Raw records:
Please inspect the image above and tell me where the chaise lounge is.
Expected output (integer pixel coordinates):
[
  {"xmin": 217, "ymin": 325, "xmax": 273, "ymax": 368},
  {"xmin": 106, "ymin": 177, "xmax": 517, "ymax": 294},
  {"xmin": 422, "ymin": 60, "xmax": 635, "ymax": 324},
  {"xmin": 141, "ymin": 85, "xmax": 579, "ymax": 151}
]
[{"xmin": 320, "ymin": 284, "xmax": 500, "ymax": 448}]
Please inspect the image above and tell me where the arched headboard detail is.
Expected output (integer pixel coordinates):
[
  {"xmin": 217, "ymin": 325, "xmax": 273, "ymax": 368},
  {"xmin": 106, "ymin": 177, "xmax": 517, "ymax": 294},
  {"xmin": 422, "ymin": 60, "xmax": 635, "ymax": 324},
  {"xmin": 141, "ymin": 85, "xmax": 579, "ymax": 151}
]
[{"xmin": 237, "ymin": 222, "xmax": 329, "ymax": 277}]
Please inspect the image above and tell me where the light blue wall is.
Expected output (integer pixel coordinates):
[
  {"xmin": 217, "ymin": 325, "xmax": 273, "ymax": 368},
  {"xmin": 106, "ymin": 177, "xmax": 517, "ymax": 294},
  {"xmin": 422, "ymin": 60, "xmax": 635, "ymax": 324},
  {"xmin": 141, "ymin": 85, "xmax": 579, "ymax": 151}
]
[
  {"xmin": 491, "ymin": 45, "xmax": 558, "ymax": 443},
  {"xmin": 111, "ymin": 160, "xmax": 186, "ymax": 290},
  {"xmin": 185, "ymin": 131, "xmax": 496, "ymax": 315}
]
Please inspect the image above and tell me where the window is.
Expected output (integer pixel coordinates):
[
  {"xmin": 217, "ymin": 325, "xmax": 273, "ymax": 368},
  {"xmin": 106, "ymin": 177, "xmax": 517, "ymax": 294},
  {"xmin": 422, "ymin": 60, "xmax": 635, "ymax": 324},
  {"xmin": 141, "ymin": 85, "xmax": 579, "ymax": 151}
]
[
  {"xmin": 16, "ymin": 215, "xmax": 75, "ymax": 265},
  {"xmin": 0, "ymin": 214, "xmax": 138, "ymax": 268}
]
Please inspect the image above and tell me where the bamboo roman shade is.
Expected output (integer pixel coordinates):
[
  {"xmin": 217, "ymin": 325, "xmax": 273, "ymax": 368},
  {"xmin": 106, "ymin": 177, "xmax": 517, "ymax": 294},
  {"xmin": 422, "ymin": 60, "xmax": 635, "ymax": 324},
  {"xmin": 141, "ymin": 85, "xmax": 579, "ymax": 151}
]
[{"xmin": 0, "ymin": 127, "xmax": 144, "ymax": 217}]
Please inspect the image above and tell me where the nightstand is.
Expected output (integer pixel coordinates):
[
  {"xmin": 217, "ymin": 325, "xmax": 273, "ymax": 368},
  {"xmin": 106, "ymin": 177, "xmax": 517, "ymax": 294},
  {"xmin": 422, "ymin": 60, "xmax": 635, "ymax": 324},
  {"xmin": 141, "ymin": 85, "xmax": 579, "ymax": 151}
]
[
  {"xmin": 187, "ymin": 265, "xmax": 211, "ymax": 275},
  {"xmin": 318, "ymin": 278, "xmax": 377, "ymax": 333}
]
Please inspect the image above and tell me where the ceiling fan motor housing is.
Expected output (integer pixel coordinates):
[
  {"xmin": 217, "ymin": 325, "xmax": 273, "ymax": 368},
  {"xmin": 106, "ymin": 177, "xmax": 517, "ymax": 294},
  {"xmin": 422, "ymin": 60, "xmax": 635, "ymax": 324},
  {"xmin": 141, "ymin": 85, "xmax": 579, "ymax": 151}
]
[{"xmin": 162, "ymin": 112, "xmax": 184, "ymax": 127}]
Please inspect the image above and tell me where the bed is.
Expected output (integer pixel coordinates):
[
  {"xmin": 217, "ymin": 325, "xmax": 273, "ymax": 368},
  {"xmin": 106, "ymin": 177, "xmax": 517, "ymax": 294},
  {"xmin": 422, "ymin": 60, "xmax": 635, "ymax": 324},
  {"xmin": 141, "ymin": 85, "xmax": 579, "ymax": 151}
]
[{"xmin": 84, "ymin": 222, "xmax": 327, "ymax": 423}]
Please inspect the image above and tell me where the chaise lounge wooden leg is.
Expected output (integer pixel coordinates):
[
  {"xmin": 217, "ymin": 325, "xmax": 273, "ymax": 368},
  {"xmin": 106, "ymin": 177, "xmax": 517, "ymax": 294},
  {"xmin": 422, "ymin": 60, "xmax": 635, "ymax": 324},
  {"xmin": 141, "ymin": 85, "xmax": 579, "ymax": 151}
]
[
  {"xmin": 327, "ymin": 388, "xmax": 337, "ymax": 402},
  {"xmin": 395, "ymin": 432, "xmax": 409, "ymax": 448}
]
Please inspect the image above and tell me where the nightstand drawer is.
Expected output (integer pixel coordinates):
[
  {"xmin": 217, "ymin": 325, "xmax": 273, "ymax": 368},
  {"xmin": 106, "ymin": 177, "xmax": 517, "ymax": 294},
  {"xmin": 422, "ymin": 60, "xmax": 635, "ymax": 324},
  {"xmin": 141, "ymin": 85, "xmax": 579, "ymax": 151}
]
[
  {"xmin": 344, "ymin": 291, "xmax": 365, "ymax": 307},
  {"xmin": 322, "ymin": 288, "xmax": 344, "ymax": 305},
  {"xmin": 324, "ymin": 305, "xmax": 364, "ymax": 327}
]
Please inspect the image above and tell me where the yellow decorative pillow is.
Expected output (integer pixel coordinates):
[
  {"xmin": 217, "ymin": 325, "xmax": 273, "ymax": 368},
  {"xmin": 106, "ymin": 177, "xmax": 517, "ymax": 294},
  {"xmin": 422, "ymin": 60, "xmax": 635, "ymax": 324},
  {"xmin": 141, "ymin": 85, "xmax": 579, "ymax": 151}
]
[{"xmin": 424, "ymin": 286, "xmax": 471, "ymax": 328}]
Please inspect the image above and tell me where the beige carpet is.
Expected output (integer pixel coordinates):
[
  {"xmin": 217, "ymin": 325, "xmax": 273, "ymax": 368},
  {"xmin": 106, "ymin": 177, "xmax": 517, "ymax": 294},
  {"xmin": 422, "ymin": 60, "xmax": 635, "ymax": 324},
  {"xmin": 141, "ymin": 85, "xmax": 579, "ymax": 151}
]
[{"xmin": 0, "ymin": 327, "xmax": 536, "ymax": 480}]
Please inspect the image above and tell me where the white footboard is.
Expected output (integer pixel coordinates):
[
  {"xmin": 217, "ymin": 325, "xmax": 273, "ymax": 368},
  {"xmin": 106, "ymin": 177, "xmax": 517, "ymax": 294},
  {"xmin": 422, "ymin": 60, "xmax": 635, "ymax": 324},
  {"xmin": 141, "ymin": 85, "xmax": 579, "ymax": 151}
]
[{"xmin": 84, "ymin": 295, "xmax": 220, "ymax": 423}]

Objective: Please lay out every line of the listing above as a Markdown table with the columns Row and Line. Number the rows and leave out any blank lines.

Written response:
| Row | Line |
|---|---|
| 1 | Please inspect the image above and tell me where the chaise lounge is. |
| 2 | Expected output (integer pixel coordinates): |
| 3 | [ |
| 4 |   {"xmin": 217, "ymin": 325, "xmax": 273, "ymax": 368}, |
| 5 |   {"xmin": 106, "ymin": 177, "xmax": 517, "ymax": 294}, |
| 6 |   {"xmin": 422, "ymin": 60, "xmax": 635, "ymax": 324}, |
| 7 |   {"xmin": 141, "ymin": 85, "xmax": 579, "ymax": 151} |
| 8 | ] |
| 9 | [{"xmin": 320, "ymin": 284, "xmax": 500, "ymax": 448}] |
| 10 | Please inspect the image above and tell me where the arched headboard detail is. |
| 11 | Expected output (integer pixel coordinates): |
| 12 | [ |
| 13 |   {"xmin": 217, "ymin": 325, "xmax": 273, "ymax": 368}, |
| 14 |   {"xmin": 106, "ymin": 177, "xmax": 517, "ymax": 294}, |
| 15 |   {"xmin": 422, "ymin": 60, "xmax": 635, "ymax": 324}, |
| 16 |   {"xmin": 141, "ymin": 85, "xmax": 579, "ymax": 151} |
| 17 | ] |
| 18 | [{"xmin": 237, "ymin": 222, "xmax": 329, "ymax": 277}] |
| 19 | Please inspect the image above and tell me where the light blue wall is. |
| 20 | Expected output (integer pixel coordinates): |
| 21 | [ |
| 22 |   {"xmin": 217, "ymin": 325, "xmax": 273, "ymax": 368}, |
| 23 |   {"xmin": 106, "ymin": 177, "xmax": 517, "ymax": 294}, |
| 24 |   {"xmin": 422, "ymin": 60, "xmax": 635, "ymax": 324}, |
| 25 |   {"xmin": 141, "ymin": 85, "xmax": 579, "ymax": 151} |
| 26 | ] |
| 27 | [ |
| 28 |   {"xmin": 491, "ymin": 45, "xmax": 558, "ymax": 443}, |
| 29 |   {"xmin": 111, "ymin": 160, "xmax": 186, "ymax": 290}, |
| 30 |   {"xmin": 185, "ymin": 131, "xmax": 496, "ymax": 315} |
| 31 | ] |
| 32 | Please inspect the image above and tell me where the window is. |
| 33 | Expected output (integer pixel coordinates): |
| 34 | [ |
| 35 |   {"xmin": 217, "ymin": 325, "xmax": 273, "ymax": 368}, |
| 36 |   {"xmin": 106, "ymin": 177, "xmax": 517, "ymax": 294}, |
| 37 |   {"xmin": 422, "ymin": 60, "xmax": 635, "ymax": 324}, |
| 38 |   {"xmin": 141, "ymin": 85, "xmax": 579, "ymax": 151} |
| 39 | ] |
| 40 | [ |
| 41 |   {"xmin": 16, "ymin": 215, "xmax": 75, "ymax": 265}, |
| 42 |   {"xmin": 0, "ymin": 214, "xmax": 138, "ymax": 268} |
| 43 | ] |
| 44 | Please inspect the image above and tell me where the bamboo roman shade is. |
| 45 | Expected output (integer pixel coordinates): |
| 46 | [ |
| 47 |   {"xmin": 217, "ymin": 325, "xmax": 273, "ymax": 368}, |
| 48 |   {"xmin": 106, "ymin": 177, "xmax": 517, "ymax": 294}, |
| 49 |   {"xmin": 422, "ymin": 60, "xmax": 635, "ymax": 324}, |
| 50 |   {"xmin": 141, "ymin": 85, "xmax": 579, "ymax": 151} |
| 51 | ] |
| 52 | [{"xmin": 0, "ymin": 127, "xmax": 144, "ymax": 217}] |
| 53 | Please inspect the image above and tell me where the nightstand is. |
| 54 | Expected output (integer pixel coordinates): |
| 55 | [ |
| 56 |   {"xmin": 217, "ymin": 325, "xmax": 273, "ymax": 368}, |
| 57 |   {"xmin": 106, "ymin": 177, "xmax": 517, "ymax": 294}, |
| 58 |   {"xmin": 422, "ymin": 60, "xmax": 635, "ymax": 324}, |
| 59 |   {"xmin": 141, "ymin": 85, "xmax": 579, "ymax": 151} |
| 60 | ] |
| 61 | [ |
| 62 |   {"xmin": 187, "ymin": 265, "xmax": 211, "ymax": 275}, |
| 63 |   {"xmin": 318, "ymin": 278, "xmax": 377, "ymax": 333} |
| 64 | ] |
| 65 | Please inspect the image above and tell me where the ceiling fan motor housing is. |
| 66 | Expected output (integer pixel coordinates): |
| 67 | [ |
| 68 |   {"xmin": 217, "ymin": 325, "xmax": 273, "ymax": 368}, |
| 69 |   {"xmin": 106, "ymin": 177, "xmax": 517, "ymax": 294}, |
| 70 |   {"xmin": 422, "ymin": 60, "xmax": 635, "ymax": 324}, |
| 71 |   {"xmin": 141, "ymin": 85, "xmax": 579, "ymax": 151} |
| 72 | ] |
| 73 | [{"xmin": 162, "ymin": 112, "xmax": 184, "ymax": 127}] |
| 74 | Please inspect the image above and tell me where the bed is. |
| 75 | Expected output (integer pixel coordinates): |
| 76 | [ |
| 77 |   {"xmin": 217, "ymin": 325, "xmax": 273, "ymax": 368}, |
| 78 |   {"xmin": 106, "ymin": 177, "xmax": 517, "ymax": 294}, |
| 79 |   {"xmin": 422, "ymin": 60, "xmax": 635, "ymax": 324}, |
| 80 |   {"xmin": 141, "ymin": 85, "xmax": 579, "ymax": 151} |
| 81 | ] |
| 82 | [{"xmin": 84, "ymin": 222, "xmax": 327, "ymax": 423}] |
| 83 | Please inspect the image above and tell me where the chaise lounge wooden leg is. |
| 84 | Expected output (integer pixel coordinates): |
| 85 | [ |
| 86 |   {"xmin": 217, "ymin": 325, "xmax": 273, "ymax": 368}, |
| 87 |   {"xmin": 106, "ymin": 177, "xmax": 517, "ymax": 294}, |
| 88 |   {"xmin": 422, "ymin": 60, "xmax": 635, "ymax": 324}, |
| 89 |   {"xmin": 141, "ymin": 85, "xmax": 579, "ymax": 151} |
| 90 | ] |
| 91 | [ |
| 92 |   {"xmin": 327, "ymin": 388, "xmax": 337, "ymax": 402}, |
| 93 |   {"xmin": 395, "ymin": 432, "xmax": 409, "ymax": 448} |
| 94 | ] |
| 95 | Please inspect the image above and tell me where the nightstand drawer is. |
| 96 | Expected output (integer pixel coordinates): |
| 97 | [ |
| 98 |   {"xmin": 217, "ymin": 325, "xmax": 273, "ymax": 368}, |
| 99 |   {"xmin": 106, "ymin": 177, "xmax": 517, "ymax": 294}, |
| 100 |   {"xmin": 422, "ymin": 60, "xmax": 635, "ymax": 324}, |
| 101 |   {"xmin": 141, "ymin": 85, "xmax": 579, "ymax": 151} |
| 102 | ] |
| 103 | [ |
| 104 |   {"xmin": 344, "ymin": 291, "xmax": 365, "ymax": 307}, |
| 105 |   {"xmin": 322, "ymin": 288, "xmax": 344, "ymax": 305}, |
| 106 |   {"xmin": 324, "ymin": 305, "xmax": 364, "ymax": 327} |
| 107 | ] |
| 108 | Please inspect the image above and tell me where the yellow decorative pillow is. |
| 109 | Expected output (integer pixel coordinates): |
| 110 | [ |
| 111 |   {"xmin": 217, "ymin": 325, "xmax": 273, "ymax": 368}, |
| 112 |   {"xmin": 106, "ymin": 177, "xmax": 517, "ymax": 294}, |
| 113 |   {"xmin": 422, "ymin": 60, "xmax": 635, "ymax": 324}, |
| 114 |   {"xmin": 141, "ymin": 85, "xmax": 579, "ymax": 151} |
| 115 | ] |
| 116 | [{"xmin": 424, "ymin": 286, "xmax": 471, "ymax": 328}] |
| 117 | Please inspect the image above and tell me where the beige carpet is. |
| 118 | Expected output (integer pixel coordinates): |
| 119 | [ |
| 120 |   {"xmin": 217, "ymin": 325, "xmax": 273, "ymax": 368}, |
| 121 |   {"xmin": 106, "ymin": 177, "xmax": 517, "ymax": 294}, |
| 122 |   {"xmin": 422, "ymin": 60, "xmax": 635, "ymax": 324}, |
| 123 |   {"xmin": 141, "ymin": 85, "xmax": 579, "ymax": 151} |
| 124 | ] |
| 125 | [{"xmin": 0, "ymin": 327, "xmax": 536, "ymax": 480}] |
| 126 | Please inspect the image above and tell me where the white footboard is. |
| 127 | Expected output (integer pixel coordinates): |
| 128 | [ |
| 129 |   {"xmin": 217, "ymin": 325, "xmax": 273, "ymax": 368}, |
| 130 |   {"xmin": 106, "ymin": 177, "xmax": 517, "ymax": 294}, |
| 131 |   {"xmin": 422, "ymin": 60, "xmax": 635, "ymax": 324}, |
| 132 |   {"xmin": 141, "ymin": 85, "xmax": 579, "ymax": 151} |
| 133 | ] |
| 134 | [{"xmin": 84, "ymin": 295, "xmax": 220, "ymax": 423}] |